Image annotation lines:

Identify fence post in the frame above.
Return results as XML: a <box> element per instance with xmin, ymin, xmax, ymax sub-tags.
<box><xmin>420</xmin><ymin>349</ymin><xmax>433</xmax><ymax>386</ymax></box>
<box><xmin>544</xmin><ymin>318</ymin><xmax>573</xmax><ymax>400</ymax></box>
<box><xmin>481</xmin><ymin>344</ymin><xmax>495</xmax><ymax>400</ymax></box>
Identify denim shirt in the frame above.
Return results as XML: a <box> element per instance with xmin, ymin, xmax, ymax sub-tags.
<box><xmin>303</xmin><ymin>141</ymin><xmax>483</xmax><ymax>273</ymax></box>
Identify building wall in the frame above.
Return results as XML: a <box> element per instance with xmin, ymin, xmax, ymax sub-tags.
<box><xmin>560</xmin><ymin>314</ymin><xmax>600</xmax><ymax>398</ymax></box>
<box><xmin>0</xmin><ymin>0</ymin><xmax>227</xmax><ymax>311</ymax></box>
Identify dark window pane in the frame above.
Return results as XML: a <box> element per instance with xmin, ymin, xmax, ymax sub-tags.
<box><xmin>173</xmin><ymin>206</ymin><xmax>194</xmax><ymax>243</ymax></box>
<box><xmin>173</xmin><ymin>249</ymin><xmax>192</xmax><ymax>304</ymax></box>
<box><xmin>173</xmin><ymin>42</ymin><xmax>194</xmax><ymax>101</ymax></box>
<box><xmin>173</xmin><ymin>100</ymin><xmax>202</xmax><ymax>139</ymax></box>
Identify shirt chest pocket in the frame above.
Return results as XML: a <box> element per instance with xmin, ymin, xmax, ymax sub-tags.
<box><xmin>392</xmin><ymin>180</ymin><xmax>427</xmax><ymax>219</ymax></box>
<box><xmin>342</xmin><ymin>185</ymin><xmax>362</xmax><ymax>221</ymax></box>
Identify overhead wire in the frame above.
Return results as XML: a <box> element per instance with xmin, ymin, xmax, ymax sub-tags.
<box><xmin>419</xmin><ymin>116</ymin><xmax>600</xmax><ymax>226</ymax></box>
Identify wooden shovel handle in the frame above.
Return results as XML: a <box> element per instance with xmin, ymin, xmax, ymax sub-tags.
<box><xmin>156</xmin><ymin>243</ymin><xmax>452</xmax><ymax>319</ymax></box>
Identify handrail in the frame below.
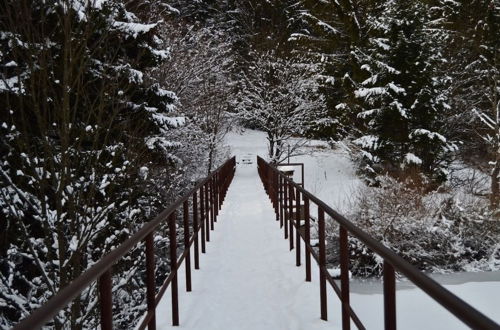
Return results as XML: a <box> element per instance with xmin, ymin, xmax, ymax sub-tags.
<box><xmin>14</xmin><ymin>157</ymin><xmax>236</xmax><ymax>330</ymax></box>
<box><xmin>257</xmin><ymin>157</ymin><xmax>500</xmax><ymax>329</ymax></box>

Given instruction> Swap each "Identify" in the lines above for "Locate" and write all the lines out again with nothing else changed. Leave the pictures out of your answer.

The result>
Locate fence post in the frame above.
Return results as XML: a <box> element per instance with xmin, ymin, xmax, ymax sub-tags.
<box><xmin>420</xmin><ymin>349</ymin><xmax>433</xmax><ymax>386</ymax></box>
<box><xmin>544</xmin><ymin>318</ymin><xmax>573</xmax><ymax>400</ymax></box>
<box><xmin>481</xmin><ymin>344</ymin><xmax>495</xmax><ymax>400</ymax></box>
Locate denim shirt in the frame above.
Return results as XML: a <box> element per instance with xmin, ymin, xmax, ymax sub-tags.
<box><xmin>303</xmin><ymin>141</ymin><xmax>483</xmax><ymax>273</ymax></box>
Locate building wall in the frame above.
Return results as XML: a <box> element per instance with xmin, ymin, xmax, ymax sub-tags.
<box><xmin>560</xmin><ymin>314</ymin><xmax>600</xmax><ymax>398</ymax></box>
<box><xmin>0</xmin><ymin>0</ymin><xmax>227</xmax><ymax>311</ymax></box>
Locate dark window pane in the frame above.
Return results as XML: a <box> element per instance with xmin, ymin, xmax, ymax sub-tags.
<box><xmin>173</xmin><ymin>206</ymin><xmax>194</xmax><ymax>243</ymax></box>
<box><xmin>173</xmin><ymin>249</ymin><xmax>192</xmax><ymax>304</ymax></box>
<box><xmin>173</xmin><ymin>42</ymin><xmax>194</xmax><ymax>101</ymax></box>
<box><xmin>173</xmin><ymin>100</ymin><xmax>202</xmax><ymax>139</ymax></box>
Locate shirt chest pocket in the frame above.
Return results as XML: a <box> element per instance with xmin, ymin, xmax, ymax sub-tags.
<box><xmin>392</xmin><ymin>180</ymin><xmax>427</xmax><ymax>219</ymax></box>
<box><xmin>342</xmin><ymin>185</ymin><xmax>362</xmax><ymax>221</ymax></box>
Locate overhead wire in the frame above.
Return results as XML: a <box> element per instance with xmin, ymin, xmax, ymax sub-tags.
<box><xmin>419</xmin><ymin>116</ymin><xmax>600</xmax><ymax>226</ymax></box>
Locate wooden shovel handle in the frame above.
Return results as XML: a <box> element per instance with xmin, ymin, xmax, ymax sub-tags.
<box><xmin>156</xmin><ymin>243</ymin><xmax>452</xmax><ymax>319</ymax></box>
Locate handrail in the frame below.
Return results as XML: a <box> element per instance with xmin, ymin, xmax, ymax sub-tags.
<box><xmin>14</xmin><ymin>157</ymin><xmax>236</xmax><ymax>330</ymax></box>
<box><xmin>257</xmin><ymin>157</ymin><xmax>500</xmax><ymax>329</ymax></box>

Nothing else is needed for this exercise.